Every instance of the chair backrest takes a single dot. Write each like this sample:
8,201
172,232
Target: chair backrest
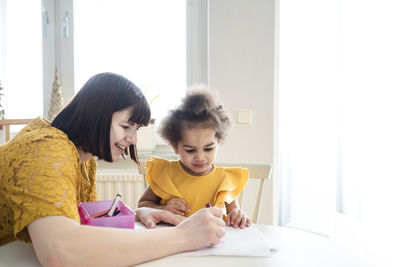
8,122
261,172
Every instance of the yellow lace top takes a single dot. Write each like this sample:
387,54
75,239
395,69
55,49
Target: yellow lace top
41,175
168,179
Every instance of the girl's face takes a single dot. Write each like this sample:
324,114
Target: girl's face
197,150
122,133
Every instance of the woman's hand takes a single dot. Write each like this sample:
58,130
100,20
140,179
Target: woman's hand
202,229
237,218
150,217
177,206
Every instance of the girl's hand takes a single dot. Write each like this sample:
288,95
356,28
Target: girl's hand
237,218
177,206
150,217
202,229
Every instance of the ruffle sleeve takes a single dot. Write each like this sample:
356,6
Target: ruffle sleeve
235,179
157,177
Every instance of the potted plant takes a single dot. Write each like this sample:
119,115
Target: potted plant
1,107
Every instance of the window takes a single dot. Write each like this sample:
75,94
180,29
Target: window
159,45
339,136
21,64
142,40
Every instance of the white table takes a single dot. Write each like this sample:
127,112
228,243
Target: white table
296,248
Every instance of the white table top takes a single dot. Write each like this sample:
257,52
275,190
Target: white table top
296,248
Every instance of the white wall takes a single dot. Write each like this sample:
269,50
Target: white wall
241,67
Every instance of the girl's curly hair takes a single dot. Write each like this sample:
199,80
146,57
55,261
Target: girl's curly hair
199,108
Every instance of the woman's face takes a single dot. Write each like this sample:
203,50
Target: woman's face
122,133
197,150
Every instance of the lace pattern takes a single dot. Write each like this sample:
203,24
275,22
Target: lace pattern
41,175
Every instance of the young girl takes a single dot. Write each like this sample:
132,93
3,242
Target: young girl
195,130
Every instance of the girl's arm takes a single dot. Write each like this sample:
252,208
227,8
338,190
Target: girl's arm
175,205
236,217
150,200
61,241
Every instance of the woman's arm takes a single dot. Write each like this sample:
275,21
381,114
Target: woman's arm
61,241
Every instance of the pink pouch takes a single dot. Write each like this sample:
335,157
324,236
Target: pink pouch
124,219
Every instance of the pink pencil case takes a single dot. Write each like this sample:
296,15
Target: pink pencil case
124,219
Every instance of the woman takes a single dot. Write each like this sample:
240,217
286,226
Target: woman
47,169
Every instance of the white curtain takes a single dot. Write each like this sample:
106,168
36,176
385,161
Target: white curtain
339,117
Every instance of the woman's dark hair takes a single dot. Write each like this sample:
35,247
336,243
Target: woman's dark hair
87,118
199,108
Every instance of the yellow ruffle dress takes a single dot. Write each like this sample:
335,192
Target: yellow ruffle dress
168,180
41,175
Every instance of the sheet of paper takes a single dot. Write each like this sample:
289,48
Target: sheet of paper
238,242
250,242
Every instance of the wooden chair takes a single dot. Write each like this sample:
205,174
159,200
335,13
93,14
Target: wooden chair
8,122
261,172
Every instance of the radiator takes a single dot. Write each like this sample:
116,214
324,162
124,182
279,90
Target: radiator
130,185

◆ ◆ ◆ ◆ ◆

→ **Given request**: Using the data above, write out every line exactly, leaving the images behind.

→ **Solution to this task**:
Every instance of the chair backrest takes a single dot. Write each like this sample:
8,201
172,232
Target: chair backrest
8,122
261,172
Every instance of the yellow lace top takes a single dot. Write each like this sample:
387,54
75,239
395,69
55,49
Target: yellow lace top
41,175
168,179
Every instance of the girl's face takes a single dot. Write each like this sample:
324,114
Target: girl's face
197,150
122,133
Every instance of the woman's hand takes a single dot. Write each like this sample:
58,130
100,20
140,179
Target: woman's hand
202,229
237,218
150,217
177,206
Every instance of the girl's hand takes a single dot. Write each like this sample:
288,95
356,28
Target: girl's hand
237,218
177,206
150,217
202,229
Every instance of the ruffle sleeve takes a single dot. Write each like this sample:
356,6
Target: ruffle sleeve
235,179
157,177
Every instance of the potted plant takes a single dot. Write each like this sample:
119,115
Target: potted plant
1,107
Every instance of the window takes a single dot. Write each like this sample:
75,94
180,29
Target: window
159,45
339,136
21,64
142,40
Every instance of the white table takes a single dot. Write each like this sample:
127,112
228,243
Target: white table
296,248
Every instance of the white table top takes a single dot. Write each like this sample:
257,52
275,190
Target: white table top
296,248
Every instance of the white wall takes a single dot. Write each like this sample:
269,50
Target: white wall
241,67
Every instance of the girl's curly hair takes a single dot. Write each like this sample:
199,80
146,57
55,261
Target: girl's curly hair
199,108
Every instance of the woman's face takes a single dot. Write each like this sample:
203,50
Target: woman's face
122,133
197,150
Every instance of the lace pattern takes a single dot. Write each like this sample:
203,24
275,22
Target: lace pattern
41,175
Every instance of the young girl takes a single dot. Write each like this sample:
132,93
3,242
Target: young girl
195,130
Every instance of the girl's arm takes a single dot. Write each like this sample:
252,208
227,8
338,190
Target: girl's arm
175,205
236,217
150,200
61,241
Every instance of the woman's arm takes a single dot. Write each like this sample:
275,21
381,114
Target: woman's arm
61,241
Every instance of the pink pouch takes a single dot. Write each like this sample:
335,157
324,236
Target: pink pouch
124,219
Every instance of the pink pencil case takes a single dot. Write each like this sample:
296,15
Target: pink pencil case
124,219
Every instance of the woman takes a single dot. Write each like this sample:
240,217
286,226
Target: woman
47,169
Every instance of the white curtain takes a single dot. Write each like this sample:
106,168
36,176
385,161
Target: white curtain
339,117
Every instance of the woman's dark hair takes a single dot. Write each like this sample:
35,247
336,243
Target: woman's dark hair
87,118
199,108
Every instance of the yellow ruffle dress takes a single dot. Write each like this sample:
335,192
Target: yellow ruffle dress
168,180
41,175
Every instance of the sheet of paper takes a single dot. Write each like this sample:
289,48
Target: sheet of paper
238,242
250,242
Every instance of the wooden chair takes a single dot. Write each like this sample:
205,174
159,200
335,13
93,14
Target: wooden chair
8,122
261,172
Every instance of the radiator takes a single dot. Write each like this sample:
116,214
324,162
124,182
279,90
Target: radiator
130,185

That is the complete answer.